## [Task directions]
Identify every line below that contains the string "positive", and copy each of those lines. Case counts.

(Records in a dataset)
========================================

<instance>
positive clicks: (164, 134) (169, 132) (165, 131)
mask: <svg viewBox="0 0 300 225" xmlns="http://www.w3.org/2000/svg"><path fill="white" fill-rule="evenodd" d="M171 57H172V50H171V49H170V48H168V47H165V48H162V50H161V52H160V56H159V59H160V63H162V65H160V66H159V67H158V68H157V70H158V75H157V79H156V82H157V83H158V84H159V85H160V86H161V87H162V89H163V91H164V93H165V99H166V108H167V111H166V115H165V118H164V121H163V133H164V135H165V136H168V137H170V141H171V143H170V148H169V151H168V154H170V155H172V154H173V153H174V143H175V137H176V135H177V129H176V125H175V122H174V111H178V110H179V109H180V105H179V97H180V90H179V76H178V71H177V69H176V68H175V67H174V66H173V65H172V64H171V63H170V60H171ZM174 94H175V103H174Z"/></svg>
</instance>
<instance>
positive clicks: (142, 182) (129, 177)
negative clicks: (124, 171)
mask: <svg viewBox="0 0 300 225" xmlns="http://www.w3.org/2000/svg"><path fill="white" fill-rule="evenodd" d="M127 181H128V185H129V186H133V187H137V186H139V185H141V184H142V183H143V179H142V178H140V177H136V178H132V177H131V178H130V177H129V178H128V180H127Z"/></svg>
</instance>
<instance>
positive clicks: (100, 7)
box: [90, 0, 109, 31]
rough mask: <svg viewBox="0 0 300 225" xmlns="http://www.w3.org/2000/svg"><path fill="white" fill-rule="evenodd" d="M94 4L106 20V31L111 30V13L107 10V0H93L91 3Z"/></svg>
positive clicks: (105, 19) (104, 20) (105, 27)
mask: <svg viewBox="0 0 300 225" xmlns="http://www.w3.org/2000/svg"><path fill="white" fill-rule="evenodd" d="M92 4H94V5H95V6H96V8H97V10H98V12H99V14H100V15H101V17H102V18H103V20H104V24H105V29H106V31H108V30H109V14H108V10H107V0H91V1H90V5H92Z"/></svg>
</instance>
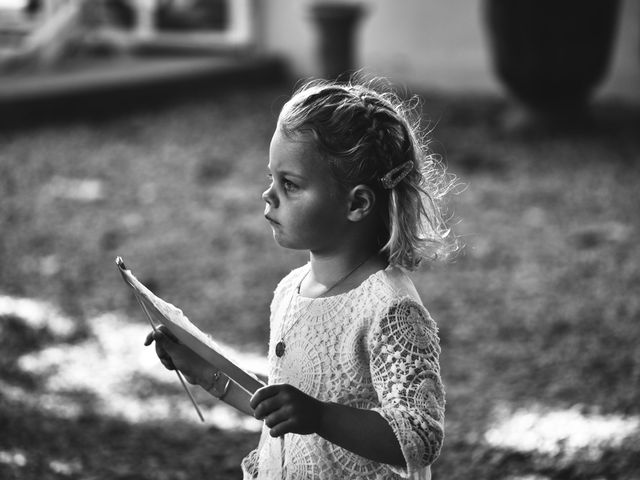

========================================

## [Completed task]
positive clicks: (164, 134) (169, 132) (165, 131)
positive clicks: (142, 182) (129, 177)
positive clicks: (100, 7)
positive clicks: (105, 19) (104, 20) (105, 27)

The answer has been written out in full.